══ Gegevens ══
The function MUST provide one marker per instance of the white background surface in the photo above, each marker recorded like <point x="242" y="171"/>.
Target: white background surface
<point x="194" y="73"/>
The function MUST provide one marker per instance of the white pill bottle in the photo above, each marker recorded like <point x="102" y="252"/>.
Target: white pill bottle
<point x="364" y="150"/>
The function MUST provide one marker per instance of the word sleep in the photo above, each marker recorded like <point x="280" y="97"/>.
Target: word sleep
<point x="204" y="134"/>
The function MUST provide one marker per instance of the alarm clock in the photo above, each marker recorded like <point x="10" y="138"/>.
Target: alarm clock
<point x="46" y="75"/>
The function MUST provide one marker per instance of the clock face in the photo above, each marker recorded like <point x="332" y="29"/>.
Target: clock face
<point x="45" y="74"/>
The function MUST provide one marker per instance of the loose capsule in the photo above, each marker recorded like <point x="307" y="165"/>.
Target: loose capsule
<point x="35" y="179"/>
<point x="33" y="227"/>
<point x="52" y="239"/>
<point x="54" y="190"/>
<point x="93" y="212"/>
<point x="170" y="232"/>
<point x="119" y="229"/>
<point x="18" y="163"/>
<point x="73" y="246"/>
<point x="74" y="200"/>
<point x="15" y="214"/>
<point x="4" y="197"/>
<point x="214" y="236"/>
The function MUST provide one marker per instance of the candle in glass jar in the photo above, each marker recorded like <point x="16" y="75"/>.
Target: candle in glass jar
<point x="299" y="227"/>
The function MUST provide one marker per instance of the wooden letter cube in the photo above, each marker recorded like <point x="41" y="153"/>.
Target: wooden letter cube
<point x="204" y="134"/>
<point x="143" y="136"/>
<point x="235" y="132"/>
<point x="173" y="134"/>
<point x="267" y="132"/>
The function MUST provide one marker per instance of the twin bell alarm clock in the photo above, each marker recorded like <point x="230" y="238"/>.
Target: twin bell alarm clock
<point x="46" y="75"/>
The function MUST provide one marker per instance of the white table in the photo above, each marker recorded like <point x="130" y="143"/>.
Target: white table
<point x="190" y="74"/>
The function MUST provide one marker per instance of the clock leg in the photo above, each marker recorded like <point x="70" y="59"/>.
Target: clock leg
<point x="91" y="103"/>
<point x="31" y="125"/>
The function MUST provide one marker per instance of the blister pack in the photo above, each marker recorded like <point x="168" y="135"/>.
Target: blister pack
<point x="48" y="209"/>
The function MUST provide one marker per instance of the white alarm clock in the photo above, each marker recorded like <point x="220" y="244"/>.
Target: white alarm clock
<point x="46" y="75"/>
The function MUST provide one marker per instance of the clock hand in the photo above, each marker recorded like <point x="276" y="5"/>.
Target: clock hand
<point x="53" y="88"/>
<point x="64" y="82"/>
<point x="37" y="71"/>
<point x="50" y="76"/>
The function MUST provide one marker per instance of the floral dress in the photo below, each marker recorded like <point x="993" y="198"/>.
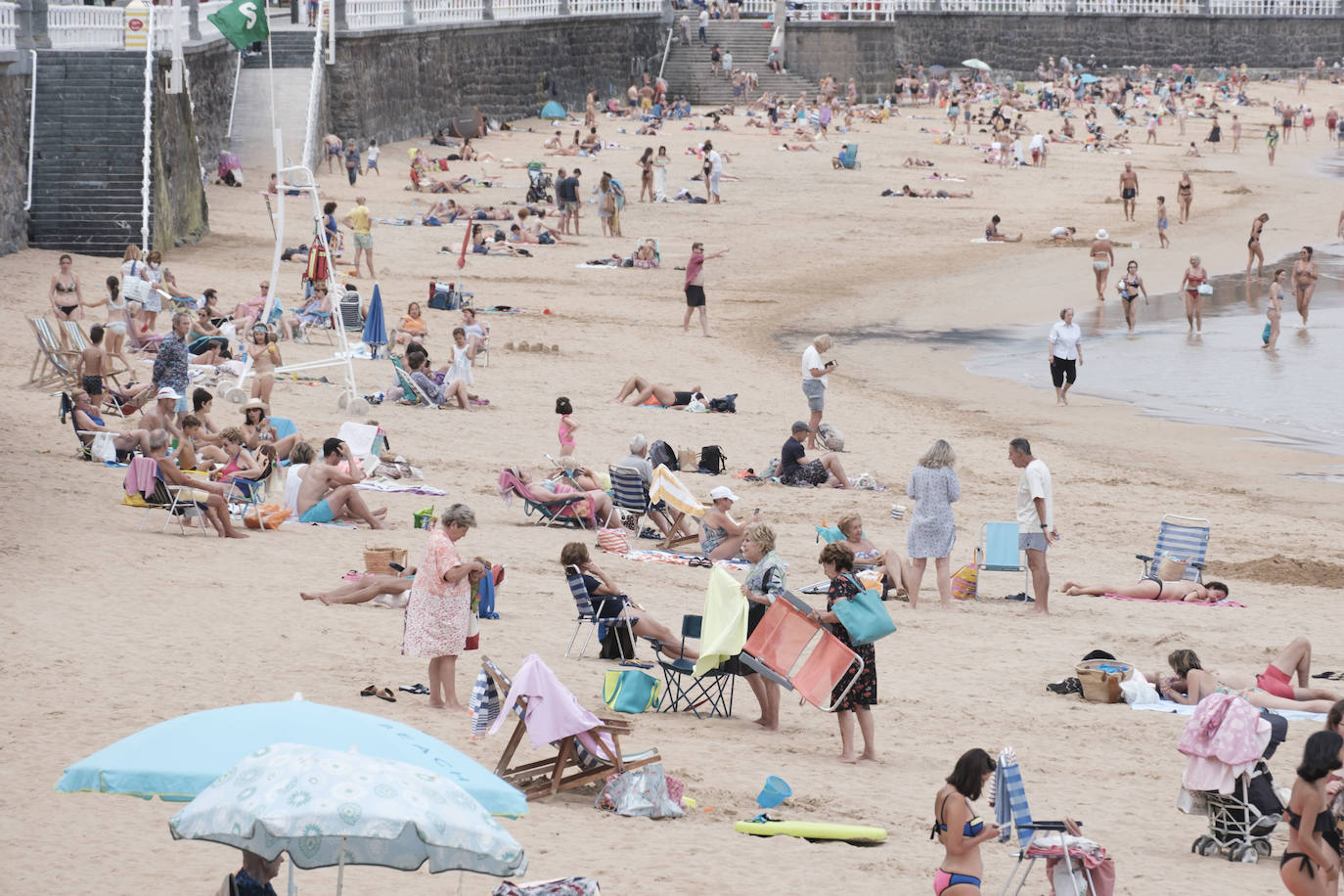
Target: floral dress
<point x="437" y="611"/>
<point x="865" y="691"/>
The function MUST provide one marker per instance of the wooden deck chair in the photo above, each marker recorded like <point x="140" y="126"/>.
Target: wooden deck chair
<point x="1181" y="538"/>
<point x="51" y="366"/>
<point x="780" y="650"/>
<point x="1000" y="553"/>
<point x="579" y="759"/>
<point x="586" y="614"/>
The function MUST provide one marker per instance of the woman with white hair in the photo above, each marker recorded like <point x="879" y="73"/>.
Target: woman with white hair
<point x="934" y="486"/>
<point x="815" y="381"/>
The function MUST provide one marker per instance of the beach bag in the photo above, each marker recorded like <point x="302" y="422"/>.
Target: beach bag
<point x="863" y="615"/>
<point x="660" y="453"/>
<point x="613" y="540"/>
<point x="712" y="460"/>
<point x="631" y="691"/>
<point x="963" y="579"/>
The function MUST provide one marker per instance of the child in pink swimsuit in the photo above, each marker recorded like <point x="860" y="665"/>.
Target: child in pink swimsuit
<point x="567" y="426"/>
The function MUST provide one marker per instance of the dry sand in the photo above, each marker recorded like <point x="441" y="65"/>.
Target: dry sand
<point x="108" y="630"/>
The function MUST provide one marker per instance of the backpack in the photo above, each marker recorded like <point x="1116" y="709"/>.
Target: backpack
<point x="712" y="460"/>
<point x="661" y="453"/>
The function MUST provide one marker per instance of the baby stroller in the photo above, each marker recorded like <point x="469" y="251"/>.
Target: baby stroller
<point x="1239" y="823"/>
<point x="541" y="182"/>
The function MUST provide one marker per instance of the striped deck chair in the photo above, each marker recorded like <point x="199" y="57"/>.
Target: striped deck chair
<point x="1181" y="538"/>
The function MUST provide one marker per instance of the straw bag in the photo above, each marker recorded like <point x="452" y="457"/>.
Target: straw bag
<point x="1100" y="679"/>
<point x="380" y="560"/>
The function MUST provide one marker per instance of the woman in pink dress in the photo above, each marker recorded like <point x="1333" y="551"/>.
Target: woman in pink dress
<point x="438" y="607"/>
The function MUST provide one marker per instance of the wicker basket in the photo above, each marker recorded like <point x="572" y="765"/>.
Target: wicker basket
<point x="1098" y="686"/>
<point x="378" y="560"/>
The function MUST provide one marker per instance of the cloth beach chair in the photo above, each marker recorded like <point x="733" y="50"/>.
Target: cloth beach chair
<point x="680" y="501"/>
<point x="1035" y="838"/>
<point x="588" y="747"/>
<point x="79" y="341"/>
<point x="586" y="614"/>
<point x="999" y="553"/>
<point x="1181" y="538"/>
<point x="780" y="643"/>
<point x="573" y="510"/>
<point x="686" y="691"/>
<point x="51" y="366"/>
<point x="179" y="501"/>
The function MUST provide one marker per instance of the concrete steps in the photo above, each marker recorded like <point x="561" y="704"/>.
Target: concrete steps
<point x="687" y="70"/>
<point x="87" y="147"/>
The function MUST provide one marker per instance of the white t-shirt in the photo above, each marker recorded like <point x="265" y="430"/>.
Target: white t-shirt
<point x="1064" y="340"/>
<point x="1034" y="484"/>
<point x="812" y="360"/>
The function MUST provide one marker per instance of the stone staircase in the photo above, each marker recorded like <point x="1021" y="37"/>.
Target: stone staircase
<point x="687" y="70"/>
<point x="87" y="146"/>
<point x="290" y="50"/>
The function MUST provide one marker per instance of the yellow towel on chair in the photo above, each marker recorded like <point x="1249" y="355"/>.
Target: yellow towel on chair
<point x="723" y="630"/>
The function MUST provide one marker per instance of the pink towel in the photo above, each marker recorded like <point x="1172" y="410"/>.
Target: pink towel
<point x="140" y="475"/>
═══
══ Gegevens ══
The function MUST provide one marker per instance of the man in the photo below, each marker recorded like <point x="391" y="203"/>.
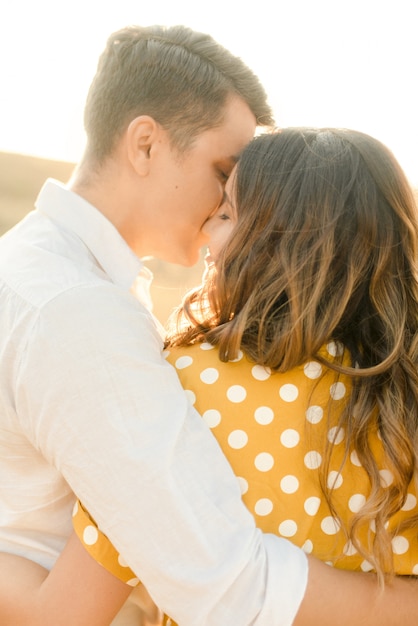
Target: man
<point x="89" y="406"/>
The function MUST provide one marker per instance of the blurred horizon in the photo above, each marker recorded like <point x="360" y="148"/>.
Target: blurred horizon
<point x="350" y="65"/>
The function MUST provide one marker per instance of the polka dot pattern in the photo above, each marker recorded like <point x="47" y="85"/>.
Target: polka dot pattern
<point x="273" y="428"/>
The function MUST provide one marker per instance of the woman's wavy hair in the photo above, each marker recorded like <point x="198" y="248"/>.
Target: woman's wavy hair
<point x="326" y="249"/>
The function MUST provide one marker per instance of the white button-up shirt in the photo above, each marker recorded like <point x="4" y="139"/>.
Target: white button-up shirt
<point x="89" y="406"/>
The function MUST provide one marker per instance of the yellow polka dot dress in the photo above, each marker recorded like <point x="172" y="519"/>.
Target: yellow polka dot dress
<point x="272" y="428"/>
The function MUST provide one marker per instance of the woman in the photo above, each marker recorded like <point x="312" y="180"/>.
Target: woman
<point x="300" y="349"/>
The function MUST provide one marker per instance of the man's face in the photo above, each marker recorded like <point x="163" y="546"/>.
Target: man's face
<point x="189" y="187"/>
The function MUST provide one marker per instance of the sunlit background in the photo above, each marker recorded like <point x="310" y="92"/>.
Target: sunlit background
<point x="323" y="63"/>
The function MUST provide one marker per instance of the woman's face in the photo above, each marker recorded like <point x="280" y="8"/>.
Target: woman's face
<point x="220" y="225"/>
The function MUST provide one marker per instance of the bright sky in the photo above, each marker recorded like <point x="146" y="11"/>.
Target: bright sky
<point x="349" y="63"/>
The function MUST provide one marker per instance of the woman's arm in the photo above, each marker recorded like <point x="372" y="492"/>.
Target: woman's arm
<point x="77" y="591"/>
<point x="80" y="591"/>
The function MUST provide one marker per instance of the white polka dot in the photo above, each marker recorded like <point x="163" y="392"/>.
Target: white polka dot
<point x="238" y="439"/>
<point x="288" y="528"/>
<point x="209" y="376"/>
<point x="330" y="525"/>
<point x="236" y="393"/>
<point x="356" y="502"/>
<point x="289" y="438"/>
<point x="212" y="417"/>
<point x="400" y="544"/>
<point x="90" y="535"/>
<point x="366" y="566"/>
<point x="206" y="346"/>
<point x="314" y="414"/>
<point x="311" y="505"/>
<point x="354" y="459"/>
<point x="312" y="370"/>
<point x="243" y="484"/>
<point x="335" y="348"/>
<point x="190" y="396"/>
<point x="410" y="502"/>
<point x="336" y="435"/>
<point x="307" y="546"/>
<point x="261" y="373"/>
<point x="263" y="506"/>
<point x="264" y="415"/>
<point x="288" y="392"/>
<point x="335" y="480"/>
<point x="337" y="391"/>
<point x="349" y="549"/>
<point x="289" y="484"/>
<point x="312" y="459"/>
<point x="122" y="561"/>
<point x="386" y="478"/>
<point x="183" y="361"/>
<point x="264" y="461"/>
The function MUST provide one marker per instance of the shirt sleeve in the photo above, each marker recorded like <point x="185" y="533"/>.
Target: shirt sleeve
═══
Korte opdracht:
Neem de regels van de data letterlijk over, beginnend bij de regel met "The function MUST provide one marker per instance of the sunlit" en eindigend bij de regel met "Target: shirt sleeve".

Uitwerking:
The function MUST provide one marker per instance of the sunlit background in the photo above, each marker recorded like <point x="310" y="92"/>.
Target: sunlit background
<point x="323" y="63"/>
The function MUST provide one marker per instance of the woman's face in the photo above, each marker recorded like <point x="280" y="8"/>.
Target: woman's face
<point x="220" y="225"/>
The function MUST provide one marker per instance of the bright sky in the photo above, each marker recorded like <point x="146" y="11"/>.
Target: bright sky
<point x="349" y="63"/>
The function MUST provide one marker per instance of the woman's arm in the photo above, each marker recorded like <point x="372" y="492"/>.
Target: woman's arm
<point x="77" y="591"/>
<point x="80" y="591"/>
The function MUST provide one marker per instance of the white polka dot in the photo above, each marker recorded like <point x="163" y="392"/>.
Target: white polka dot
<point x="238" y="439"/>
<point x="288" y="528"/>
<point x="209" y="376"/>
<point x="330" y="525"/>
<point x="236" y="393"/>
<point x="356" y="502"/>
<point x="289" y="438"/>
<point x="212" y="417"/>
<point x="400" y="544"/>
<point x="90" y="535"/>
<point x="366" y="566"/>
<point x="206" y="346"/>
<point x="314" y="414"/>
<point x="311" y="505"/>
<point x="354" y="459"/>
<point x="312" y="370"/>
<point x="243" y="484"/>
<point x="335" y="348"/>
<point x="190" y="396"/>
<point x="410" y="502"/>
<point x="336" y="435"/>
<point x="307" y="546"/>
<point x="261" y="373"/>
<point x="263" y="506"/>
<point x="264" y="415"/>
<point x="288" y="392"/>
<point x="335" y="480"/>
<point x="337" y="391"/>
<point x="349" y="549"/>
<point x="289" y="484"/>
<point x="312" y="459"/>
<point x="122" y="561"/>
<point x="386" y="478"/>
<point x="183" y="361"/>
<point x="264" y="461"/>
The function MUST provide one marker per instance of the shirt sleeve in the photo above, each marker recorded like <point x="185" y="533"/>.
Target: shirt sleeve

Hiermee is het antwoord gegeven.